------ ТЕКСТ ДЛЯ ЧТЕНИЯ

Десятилетия спустя я снова испытывал этот ужас всякий раз, когда оказывался в лагерях беженцев. Сотни тысяч младенцев, рождавшихся в этих лагерях, не знали ничего, кроме жизни в палатках. Большинство из них располагалось в засушливых пыльных регионах, а не на холодном Корейском полуострове. Однако их жизни, как и моя, оказались под влиянием политических и экономических сил, вовлекающих людей и народы в войну. Многим этим семьям пришлось столкнуться с насилием и бедностью: более тридцати миллионов человек в разные периоды оказывались вынуждены сниматься с места и бежать. Для детей беженцев границы лагеря становились границами всего их мира.

Дитя войны

Родители матери жили в предгорьях, на краю леса, и там мы могли в безопасности переждать один из самых жестоких военных конфликтов двадцатого века. Мы с Ги Саном видели истребители, пролетающие над городками, через которые мы шли. Мы рыдали от страха, хотя бомбардировки были далеко.

Мы прожили в домике бабушки с дедом в Чынгпхёне всего несколько месяцев, но это время показалось нам бесконечным! В основном мы занимались поисками пропитания да иногда играли с малышкой. Наверное, она чувствовала, как волнуются все вокруг, потому что постоянно плакала. У нас не было никаких игрушек, даже карандашей, и я скучал. Помню, мне удалось разыграть парочку шуток, но в целом заняться было нечем.

Мы думали только о том, как выжить. Отец с дедом уходили из дому на поиски продуктов. Еды хватало, чтобы прокормиться, но желудки наши вечно были полупусты. Продукты были плохими — картофель и тому подобное. Мы не могли даже купить риса! Я постоянно ходил голодный. Как и все остальные.

Наконец, весной 1951 года, мы вернулись домой. Бои еще продолжались и все: гражданское население и солдаты — страдали от голода. Мы уже так долго не наедались досыта, что обычное яйцо казалось настоящим лакомством. Повсюду мы видели следы войны, но быстро засучили рукава и взялись восстанавливать свои дома и свои жизни. Многие районы Чхонджу были разрушены, но жилище моей семьи не пострадало. После перемирия, заключенного в июле 1953 года, жить в сельской местности снова стало страшно. Северокорейские и китайские солдаты отступали, и в горах бродили остатки северян, застрявших за 38-й параллелью.

------------
------ ПЕРЕЧЕНЬ ЗАПИСЕЙ

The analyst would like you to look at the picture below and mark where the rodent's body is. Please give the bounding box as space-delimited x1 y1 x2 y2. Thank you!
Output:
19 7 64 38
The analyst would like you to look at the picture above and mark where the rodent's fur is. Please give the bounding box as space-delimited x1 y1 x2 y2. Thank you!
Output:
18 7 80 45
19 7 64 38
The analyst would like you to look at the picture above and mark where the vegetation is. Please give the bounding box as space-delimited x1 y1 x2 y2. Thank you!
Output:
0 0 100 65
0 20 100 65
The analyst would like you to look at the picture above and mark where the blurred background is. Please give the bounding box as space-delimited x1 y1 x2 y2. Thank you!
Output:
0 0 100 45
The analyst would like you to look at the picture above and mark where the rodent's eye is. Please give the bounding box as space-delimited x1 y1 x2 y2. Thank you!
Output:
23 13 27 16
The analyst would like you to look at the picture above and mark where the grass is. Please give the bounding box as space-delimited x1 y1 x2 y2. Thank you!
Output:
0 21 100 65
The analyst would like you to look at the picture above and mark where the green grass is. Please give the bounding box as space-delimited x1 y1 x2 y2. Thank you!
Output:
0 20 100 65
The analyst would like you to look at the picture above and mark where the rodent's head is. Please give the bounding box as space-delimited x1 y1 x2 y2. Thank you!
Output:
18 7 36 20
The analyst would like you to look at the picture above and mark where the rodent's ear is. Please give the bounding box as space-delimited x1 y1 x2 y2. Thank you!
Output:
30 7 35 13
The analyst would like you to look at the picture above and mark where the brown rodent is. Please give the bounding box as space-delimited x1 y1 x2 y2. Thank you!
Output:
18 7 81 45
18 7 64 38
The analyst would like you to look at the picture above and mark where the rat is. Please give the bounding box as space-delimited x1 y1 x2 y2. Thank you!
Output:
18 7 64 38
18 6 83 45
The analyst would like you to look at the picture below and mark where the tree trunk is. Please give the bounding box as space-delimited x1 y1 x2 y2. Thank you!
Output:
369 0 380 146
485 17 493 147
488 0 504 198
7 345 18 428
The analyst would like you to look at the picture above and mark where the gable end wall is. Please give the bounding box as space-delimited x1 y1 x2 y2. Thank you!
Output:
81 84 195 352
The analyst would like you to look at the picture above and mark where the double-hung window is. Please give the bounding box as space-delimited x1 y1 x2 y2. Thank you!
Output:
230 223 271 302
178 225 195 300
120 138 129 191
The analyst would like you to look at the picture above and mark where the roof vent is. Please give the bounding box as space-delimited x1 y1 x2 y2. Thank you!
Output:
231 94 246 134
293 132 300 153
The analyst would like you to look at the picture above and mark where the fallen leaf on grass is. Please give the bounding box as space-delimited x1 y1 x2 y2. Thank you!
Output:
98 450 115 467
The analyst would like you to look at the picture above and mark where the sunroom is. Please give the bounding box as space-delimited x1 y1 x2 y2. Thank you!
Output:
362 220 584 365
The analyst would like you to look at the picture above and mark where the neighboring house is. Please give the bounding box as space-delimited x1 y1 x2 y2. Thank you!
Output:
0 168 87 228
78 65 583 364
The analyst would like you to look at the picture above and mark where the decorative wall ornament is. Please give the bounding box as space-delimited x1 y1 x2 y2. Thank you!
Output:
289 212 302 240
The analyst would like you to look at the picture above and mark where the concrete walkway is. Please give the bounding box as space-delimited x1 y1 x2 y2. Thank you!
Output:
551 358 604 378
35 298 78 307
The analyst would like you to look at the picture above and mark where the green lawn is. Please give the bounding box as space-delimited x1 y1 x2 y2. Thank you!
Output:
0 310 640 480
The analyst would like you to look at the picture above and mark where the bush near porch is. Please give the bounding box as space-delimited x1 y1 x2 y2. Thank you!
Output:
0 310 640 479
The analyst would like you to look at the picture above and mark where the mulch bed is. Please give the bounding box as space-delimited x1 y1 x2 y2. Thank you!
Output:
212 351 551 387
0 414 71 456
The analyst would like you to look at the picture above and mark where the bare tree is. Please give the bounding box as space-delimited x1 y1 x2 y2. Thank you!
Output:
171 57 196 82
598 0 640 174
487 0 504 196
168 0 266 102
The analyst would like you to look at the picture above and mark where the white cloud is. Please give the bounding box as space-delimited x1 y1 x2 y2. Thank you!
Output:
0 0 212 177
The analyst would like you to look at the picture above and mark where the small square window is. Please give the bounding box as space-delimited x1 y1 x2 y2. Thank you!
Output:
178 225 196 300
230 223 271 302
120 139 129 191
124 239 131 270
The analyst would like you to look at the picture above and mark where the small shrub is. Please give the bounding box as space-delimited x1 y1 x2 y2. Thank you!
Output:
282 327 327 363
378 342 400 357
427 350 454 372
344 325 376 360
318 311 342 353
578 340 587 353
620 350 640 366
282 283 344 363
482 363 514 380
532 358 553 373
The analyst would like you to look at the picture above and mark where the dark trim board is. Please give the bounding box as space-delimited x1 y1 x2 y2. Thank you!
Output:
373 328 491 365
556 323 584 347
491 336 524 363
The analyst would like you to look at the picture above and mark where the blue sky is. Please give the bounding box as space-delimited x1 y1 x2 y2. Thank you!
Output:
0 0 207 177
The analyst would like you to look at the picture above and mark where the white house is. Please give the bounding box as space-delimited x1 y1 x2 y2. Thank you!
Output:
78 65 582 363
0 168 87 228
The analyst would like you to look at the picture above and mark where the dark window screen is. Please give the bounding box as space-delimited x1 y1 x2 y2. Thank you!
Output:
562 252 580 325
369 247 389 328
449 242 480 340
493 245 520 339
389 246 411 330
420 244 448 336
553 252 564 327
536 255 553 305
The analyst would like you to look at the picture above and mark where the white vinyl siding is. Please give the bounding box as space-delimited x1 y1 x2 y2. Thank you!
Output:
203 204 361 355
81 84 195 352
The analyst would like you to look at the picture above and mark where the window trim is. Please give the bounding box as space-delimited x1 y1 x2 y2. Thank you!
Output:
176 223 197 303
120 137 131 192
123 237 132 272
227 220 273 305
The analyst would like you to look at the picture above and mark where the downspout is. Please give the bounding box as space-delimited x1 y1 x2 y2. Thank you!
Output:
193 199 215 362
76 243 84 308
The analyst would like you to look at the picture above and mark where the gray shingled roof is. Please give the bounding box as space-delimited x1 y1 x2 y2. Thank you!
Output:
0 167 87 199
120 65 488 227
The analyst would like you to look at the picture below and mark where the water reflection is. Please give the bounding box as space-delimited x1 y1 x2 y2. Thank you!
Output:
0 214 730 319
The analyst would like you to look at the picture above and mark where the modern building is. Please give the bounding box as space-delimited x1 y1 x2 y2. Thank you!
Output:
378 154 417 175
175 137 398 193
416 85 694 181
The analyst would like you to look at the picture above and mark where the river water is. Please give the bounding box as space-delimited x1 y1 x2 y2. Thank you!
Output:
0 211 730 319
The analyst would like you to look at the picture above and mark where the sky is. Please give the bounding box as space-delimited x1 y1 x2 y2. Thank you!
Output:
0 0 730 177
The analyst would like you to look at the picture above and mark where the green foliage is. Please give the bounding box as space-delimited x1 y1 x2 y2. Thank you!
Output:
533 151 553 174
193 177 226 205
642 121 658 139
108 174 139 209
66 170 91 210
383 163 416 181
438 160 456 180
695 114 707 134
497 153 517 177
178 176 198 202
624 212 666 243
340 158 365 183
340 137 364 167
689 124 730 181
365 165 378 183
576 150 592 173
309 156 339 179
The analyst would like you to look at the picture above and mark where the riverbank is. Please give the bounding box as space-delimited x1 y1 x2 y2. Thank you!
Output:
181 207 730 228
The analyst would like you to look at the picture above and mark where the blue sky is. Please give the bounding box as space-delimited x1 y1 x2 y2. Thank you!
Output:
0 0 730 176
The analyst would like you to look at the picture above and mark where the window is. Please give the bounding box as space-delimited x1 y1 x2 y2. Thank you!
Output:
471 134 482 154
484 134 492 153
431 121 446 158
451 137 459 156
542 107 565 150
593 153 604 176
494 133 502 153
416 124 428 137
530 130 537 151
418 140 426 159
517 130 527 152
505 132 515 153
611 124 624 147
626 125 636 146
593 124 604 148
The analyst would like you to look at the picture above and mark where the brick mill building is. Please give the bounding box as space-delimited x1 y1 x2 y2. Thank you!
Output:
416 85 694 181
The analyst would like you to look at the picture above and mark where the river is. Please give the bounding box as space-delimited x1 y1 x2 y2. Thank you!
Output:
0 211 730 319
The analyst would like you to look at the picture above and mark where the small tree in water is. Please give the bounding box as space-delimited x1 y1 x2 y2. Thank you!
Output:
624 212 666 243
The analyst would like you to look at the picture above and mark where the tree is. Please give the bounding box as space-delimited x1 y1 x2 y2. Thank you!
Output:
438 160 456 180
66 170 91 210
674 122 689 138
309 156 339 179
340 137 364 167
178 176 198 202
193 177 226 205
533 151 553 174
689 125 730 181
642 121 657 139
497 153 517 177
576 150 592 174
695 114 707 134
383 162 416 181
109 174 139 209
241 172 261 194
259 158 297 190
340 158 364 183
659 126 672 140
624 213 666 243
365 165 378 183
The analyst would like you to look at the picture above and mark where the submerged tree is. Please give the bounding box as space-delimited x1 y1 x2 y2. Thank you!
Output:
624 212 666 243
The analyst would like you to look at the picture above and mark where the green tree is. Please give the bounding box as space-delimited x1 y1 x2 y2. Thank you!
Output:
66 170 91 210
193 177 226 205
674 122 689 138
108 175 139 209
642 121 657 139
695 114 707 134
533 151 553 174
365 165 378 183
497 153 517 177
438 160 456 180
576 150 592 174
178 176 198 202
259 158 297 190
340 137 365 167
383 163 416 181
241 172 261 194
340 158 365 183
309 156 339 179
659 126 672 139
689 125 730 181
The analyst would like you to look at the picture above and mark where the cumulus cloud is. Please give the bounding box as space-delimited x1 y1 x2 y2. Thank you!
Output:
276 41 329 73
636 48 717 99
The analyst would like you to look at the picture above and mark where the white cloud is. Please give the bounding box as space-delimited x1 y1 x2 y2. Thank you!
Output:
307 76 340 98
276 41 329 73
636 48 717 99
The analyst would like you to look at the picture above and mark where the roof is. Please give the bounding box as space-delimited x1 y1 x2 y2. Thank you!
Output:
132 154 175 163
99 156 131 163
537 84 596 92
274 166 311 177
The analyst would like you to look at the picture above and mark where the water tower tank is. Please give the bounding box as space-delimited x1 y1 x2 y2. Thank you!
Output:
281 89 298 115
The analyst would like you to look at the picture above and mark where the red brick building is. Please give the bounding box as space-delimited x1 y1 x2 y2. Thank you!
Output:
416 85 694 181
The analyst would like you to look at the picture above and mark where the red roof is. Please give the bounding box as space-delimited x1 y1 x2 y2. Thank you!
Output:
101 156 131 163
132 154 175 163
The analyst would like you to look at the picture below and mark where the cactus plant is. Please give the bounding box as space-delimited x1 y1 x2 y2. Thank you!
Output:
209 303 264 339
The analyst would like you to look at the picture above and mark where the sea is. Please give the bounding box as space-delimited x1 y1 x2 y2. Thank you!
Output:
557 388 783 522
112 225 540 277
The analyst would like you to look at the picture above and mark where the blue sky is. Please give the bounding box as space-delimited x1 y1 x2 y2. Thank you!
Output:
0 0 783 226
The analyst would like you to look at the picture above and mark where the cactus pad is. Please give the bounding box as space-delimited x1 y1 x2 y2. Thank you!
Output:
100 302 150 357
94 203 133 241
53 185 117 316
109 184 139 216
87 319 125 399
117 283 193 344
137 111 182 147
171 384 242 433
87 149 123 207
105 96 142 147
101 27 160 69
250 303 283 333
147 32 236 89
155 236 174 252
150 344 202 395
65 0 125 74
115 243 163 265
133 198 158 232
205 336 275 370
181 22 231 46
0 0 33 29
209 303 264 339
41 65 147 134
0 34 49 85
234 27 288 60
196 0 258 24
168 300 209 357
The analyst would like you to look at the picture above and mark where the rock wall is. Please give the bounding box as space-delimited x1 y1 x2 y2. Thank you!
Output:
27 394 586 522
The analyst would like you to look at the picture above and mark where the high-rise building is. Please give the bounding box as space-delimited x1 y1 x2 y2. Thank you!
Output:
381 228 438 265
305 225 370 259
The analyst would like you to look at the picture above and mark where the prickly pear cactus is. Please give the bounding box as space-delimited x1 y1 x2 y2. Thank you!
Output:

------------

## ЗАДАНИЯ ДЛЯ ВЫПОЛНЕНИЯ
1 > Перепечатайте без изменений часть отрывка о детстве в годы войны от слов "Мы прожили в" до слов "и все остальные.".
2 > Когда, согласно отрывку о детстве в годы войны, семья вернулась домой?
Записи для работы не понадобятся.

## ВЫПОЛНЕННЫЕ ЗАДАНИЯ
1 >
Мы прожили в домике бабушки с дедом в Чынгпхёне всего несколько месяцев, но это время показалось нам бесконечным! В основном мы занимались поисками пропитания да иногда играли с малышкой. Наверное, она чувствовала, как волнуются все вокруг, потому что постоянно плакала. У нас не было никаких игрушек, даже карандашей, и я скучал. Помню, мне удалось разыграть парочку шуток, но в целом заняться было нечем.

Мы думали только о том, как выжить. Отец с дедом уходили из дому на поиски продуктов. Еды хватало, чтобы прокормиться, но желудки наши вечно были полупусты. Продукты были плохими — картофель и тому подобное. Мы не могли даже купить риса! Я постоянно ходил голодный. Как и все остальные.

2 > Семья вернулась домой весной 1951 года.